Work to complete - Return every line of the entries that contains the string "backpack".

Given information -
□ □ □ □
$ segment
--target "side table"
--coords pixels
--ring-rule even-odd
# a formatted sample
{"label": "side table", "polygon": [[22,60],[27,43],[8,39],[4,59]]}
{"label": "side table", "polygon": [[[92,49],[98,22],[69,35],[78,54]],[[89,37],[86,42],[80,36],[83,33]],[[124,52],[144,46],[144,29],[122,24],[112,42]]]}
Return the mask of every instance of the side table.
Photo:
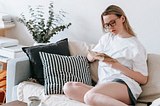
{"label": "side table", "polygon": [[16,101],[13,101],[13,102],[3,104],[1,106],[27,106],[27,103],[16,100]]}

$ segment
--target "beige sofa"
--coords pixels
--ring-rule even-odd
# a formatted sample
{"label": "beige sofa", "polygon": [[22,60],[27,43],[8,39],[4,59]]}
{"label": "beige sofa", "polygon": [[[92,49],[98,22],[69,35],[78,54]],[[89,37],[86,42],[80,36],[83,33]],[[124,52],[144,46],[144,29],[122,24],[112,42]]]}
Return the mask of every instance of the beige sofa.
{"label": "beige sofa", "polygon": [[[69,40],[68,46],[72,56],[86,56],[87,50],[93,48],[95,45]],[[147,106],[148,102],[154,100],[151,106],[160,106],[160,100],[158,99],[160,98],[160,55],[148,54],[147,64],[149,71],[148,83],[141,85],[143,92],[138,98],[136,106]],[[95,82],[98,81],[97,68],[98,62],[90,63],[91,77]],[[41,97],[41,106],[87,106],[78,101],[70,100],[65,95],[44,95],[44,87],[42,85],[27,81],[31,76],[30,73],[30,65],[27,57],[9,61],[7,70],[7,102],[16,99],[27,102],[29,96],[37,95]]]}

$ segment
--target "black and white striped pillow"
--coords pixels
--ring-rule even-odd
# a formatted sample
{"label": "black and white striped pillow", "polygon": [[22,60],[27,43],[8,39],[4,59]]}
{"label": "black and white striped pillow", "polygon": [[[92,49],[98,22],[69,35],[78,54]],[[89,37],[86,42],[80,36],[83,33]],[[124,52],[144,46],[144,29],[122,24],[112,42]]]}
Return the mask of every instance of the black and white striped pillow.
{"label": "black and white striped pillow", "polygon": [[63,85],[69,81],[91,85],[86,56],[63,56],[39,52],[43,64],[45,94],[63,94]]}

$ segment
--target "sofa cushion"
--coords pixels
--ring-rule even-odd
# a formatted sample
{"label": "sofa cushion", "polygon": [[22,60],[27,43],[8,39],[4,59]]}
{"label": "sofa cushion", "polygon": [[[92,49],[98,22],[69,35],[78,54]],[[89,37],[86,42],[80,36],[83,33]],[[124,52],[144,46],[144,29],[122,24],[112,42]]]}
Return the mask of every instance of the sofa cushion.
{"label": "sofa cushion", "polygon": [[160,97],[160,55],[148,54],[148,82],[142,85],[139,102],[152,102]]}
{"label": "sofa cushion", "polygon": [[[86,43],[83,41],[69,39],[68,48],[71,56],[82,55],[87,56],[88,49],[93,49],[95,44]],[[98,61],[89,63],[91,78],[98,82]]]}
{"label": "sofa cushion", "polygon": [[86,56],[63,56],[39,52],[45,78],[45,94],[63,94],[63,85],[75,81],[91,85]]}
{"label": "sofa cushion", "polygon": [[43,75],[43,66],[39,57],[39,51],[67,55],[67,56],[70,55],[68,50],[67,38],[60,40],[56,43],[51,43],[49,45],[23,47],[22,50],[29,57],[33,77],[35,77],[37,81],[42,85],[44,85],[44,75]]}

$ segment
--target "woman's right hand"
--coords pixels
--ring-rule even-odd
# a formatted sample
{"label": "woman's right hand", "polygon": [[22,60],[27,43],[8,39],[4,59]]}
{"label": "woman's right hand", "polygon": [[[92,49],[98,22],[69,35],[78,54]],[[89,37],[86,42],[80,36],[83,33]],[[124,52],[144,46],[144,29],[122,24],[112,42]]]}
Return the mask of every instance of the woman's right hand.
{"label": "woman's right hand", "polygon": [[87,59],[90,62],[94,62],[95,61],[95,58],[93,58],[90,54],[87,55]]}

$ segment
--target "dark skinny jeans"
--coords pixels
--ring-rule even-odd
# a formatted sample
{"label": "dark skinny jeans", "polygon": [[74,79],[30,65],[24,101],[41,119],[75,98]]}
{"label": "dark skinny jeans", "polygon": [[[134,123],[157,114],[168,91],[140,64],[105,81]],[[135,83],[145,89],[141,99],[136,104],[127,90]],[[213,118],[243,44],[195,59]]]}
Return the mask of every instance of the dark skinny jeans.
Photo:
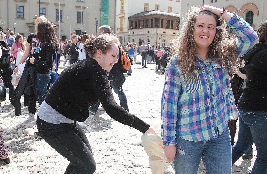
{"label": "dark skinny jeans", "polygon": [[49,123],[37,115],[37,128],[44,139],[70,163],[64,174],[93,174],[96,162],[89,142],[79,124]]}

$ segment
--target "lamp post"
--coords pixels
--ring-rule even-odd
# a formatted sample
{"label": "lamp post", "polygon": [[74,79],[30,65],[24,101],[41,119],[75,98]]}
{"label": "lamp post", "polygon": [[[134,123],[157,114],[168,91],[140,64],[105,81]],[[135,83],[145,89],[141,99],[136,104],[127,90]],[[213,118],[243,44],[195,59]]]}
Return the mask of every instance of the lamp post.
{"label": "lamp post", "polygon": [[96,18],[96,37],[97,37],[97,26],[98,26],[98,20]]}
{"label": "lamp post", "polygon": [[14,27],[14,33],[15,34],[15,35],[16,35],[16,31],[15,30],[15,29],[16,28],[16,25],[17,24],[15,22],[14,22],[14,23],[13,23],[13,27]]}

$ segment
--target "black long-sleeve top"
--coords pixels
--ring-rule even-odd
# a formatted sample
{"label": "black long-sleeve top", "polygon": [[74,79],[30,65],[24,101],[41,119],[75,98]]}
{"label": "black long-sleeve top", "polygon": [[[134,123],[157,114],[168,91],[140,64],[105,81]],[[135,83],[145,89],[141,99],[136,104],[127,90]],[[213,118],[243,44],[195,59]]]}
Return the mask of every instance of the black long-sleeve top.
{"label": "black long-sleeve top", "polygon": [[55,57],[55,52],[51,44],[46,43],[39,52],[39,57],[34,61],[36,65],[36,72],[41,74],[49,73]]}
{"label": "black long-sleeve top", "polygon": [[93,58],[81,60],[63,70],[47,91],[45,101],[66,118],[83,122],[88,108],[99,99],[115,120],[144,133],[149,125],[115,101],[106,72]]}

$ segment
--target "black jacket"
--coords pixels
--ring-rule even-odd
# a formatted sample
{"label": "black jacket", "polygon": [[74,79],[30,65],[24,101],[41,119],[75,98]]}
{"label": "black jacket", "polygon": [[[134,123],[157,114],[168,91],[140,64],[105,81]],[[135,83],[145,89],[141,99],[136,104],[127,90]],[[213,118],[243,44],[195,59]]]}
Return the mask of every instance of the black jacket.
{"label": "black jacket", "polygon": [[78,48],[73,43],[70,46],[70,56],[71,60],[77,60],[79,55]]}
{"label": "black jacket", "polygon": [[[34,107],[38,101],[38,92],[36,79],[36,65],[31,64],[29,59],[21,77],[13,94],[10,103],[15,107],[15,115],[21,115],[20,110],[20,98],[24,94],[24,106]],[[34,101],[33,102],[33,101]],[[36,109],[35,109],[35,110]],[[30,111],[33,113],[35,111]]]}
{"label": "black jacket", "polygon": [[247,84],[238,109],[267,112],[267,45],[257,43],[244,56]]}

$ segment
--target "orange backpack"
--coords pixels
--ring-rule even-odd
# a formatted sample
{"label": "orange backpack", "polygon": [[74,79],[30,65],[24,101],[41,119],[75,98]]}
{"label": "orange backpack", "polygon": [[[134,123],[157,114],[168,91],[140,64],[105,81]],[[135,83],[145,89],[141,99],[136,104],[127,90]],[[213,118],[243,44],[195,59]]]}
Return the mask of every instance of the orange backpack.
{"label": "orange backpack", "polygon": [[124,73],[127,72],[131,67],[131,61],[128,54],[122,48],[119,50],[119,67],[121,71]]}

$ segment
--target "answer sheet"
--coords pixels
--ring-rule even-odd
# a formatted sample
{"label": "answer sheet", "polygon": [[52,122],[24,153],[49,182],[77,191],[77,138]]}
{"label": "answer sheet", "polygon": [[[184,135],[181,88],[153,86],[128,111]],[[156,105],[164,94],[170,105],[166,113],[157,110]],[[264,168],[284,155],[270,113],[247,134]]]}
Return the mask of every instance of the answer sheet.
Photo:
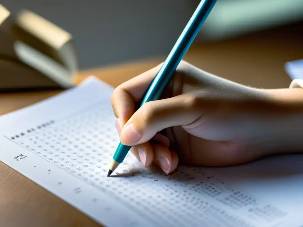
{"label": "answer sheet", "polygon": [[130,152],[107,177],[119,142],[113,90],[91,77],[1,117],[0,160],[108,227],[303,225],[302,155],[168,176]]}

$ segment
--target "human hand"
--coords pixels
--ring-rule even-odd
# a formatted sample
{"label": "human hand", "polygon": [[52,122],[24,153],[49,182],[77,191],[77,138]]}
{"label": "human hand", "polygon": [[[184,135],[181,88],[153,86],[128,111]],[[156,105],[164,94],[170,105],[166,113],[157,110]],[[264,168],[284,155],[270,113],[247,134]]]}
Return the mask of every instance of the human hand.
{"label": "human hand", "polygon": [[[182,61],[161,99],[135,111],[161,66],[121,84],[112,98],[120,140],[133,146],[131,151],[145,167],[153,163],[169,174],[179,162],[240,164],[294,144],[295,133],[283,130],[302,110],[303,100],[294,99],[293,92],[303,97],[303,89],[291,94],[288,89],[251,88]],[[302,147],[297,143],[294,150]]]}

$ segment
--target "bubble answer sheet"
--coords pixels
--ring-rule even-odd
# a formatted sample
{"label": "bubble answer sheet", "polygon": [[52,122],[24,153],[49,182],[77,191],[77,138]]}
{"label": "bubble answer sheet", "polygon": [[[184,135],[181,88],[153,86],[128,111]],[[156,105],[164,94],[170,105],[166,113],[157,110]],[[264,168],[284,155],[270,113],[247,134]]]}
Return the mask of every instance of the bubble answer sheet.
{"label": "bubble answer sheet", "polygon": [[166,176],[119,143],[110,97],[93,77],[0,117],[0,160],[105,226],[303,226],[303,156]]}

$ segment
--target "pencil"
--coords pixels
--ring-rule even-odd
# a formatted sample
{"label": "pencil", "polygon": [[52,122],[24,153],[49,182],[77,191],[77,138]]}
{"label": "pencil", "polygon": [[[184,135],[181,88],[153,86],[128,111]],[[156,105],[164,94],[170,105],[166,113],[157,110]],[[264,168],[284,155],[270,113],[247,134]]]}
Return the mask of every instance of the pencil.
{"label": "pencil", "polygon": [[[215,4],[216,0],[202,0],[177,41],[163,65],[152,81],[141,104],[160,97],[188,48]],[[131,148],[121,142],[116,150],[107,174],[109,176],[123,161]]]}

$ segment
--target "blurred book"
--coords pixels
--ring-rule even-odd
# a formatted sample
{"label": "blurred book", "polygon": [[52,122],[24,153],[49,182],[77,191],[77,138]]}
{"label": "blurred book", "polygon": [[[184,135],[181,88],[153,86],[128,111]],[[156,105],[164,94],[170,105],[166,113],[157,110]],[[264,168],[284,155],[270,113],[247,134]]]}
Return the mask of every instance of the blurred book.
{"label": "blurred book", "polygon": [[218,0],[199,36],[218,40],[303,19],[303,0]]}
{"label": "blurred book", "polygon": [[0,5],[0,90],[68,88],[77,70],[72,35],[28,10]]}

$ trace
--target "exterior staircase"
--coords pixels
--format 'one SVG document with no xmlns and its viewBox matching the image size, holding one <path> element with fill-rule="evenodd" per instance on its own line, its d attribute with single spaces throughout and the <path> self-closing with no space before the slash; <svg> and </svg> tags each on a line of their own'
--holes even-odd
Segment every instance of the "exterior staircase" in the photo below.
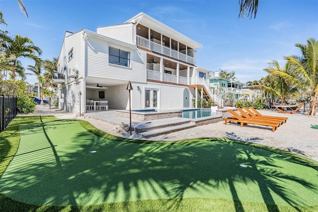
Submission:
<svg viewBox="0 0 318 212">
<path fill-rule="evenodd" d="M 135 126 L 135 131 L 145 138 L 182 130 L 196 126 L 194 121 L 182 118 L 165 118 L 150 121 Z"/>
<path fill-rule="evenodd" d="M 194 78 L 194 80 L 193 80 L 193 78 Z M 193 81 L 194 81 L 194 82 L 193 82 Z M 203 88 L 203 96 L 204 99 L 207 100 L 210 99 L 213 101 L 215 104 L 219 106 L 222 107 L 224 106 L 223 100 L 213 94 L 210 87 L 204 80 L 204 78 L 198 78 L 197 77 L 191 78 L 191 85 L 189 86 L 189 88 Z M 198 89 L 198 91 L 201 95 L 201 89 Z"/>
</svg>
□ □ □ □
Result below -
--target "orange backpack"
{"label": "orange backpack", "polygon": [[74,79],[30,65],[24,101],[41,119],[75,98]]}
{"label": "orange backpack", "polygon": [[[134,123],[157,114],[168,91],[140,64],[105,81]],[[135,83],[145,89],[141,99],[136,104],[127,90]],[[213,118],[243,44],[195,59]]]}
Return the mask of every instance of the orange backpack.
{"label": "orange backpack", "polygon": [[124,73],[127,72],[131,67],[131,61],[128,54],[122,48],[119,50],[119,67],[121,71]]}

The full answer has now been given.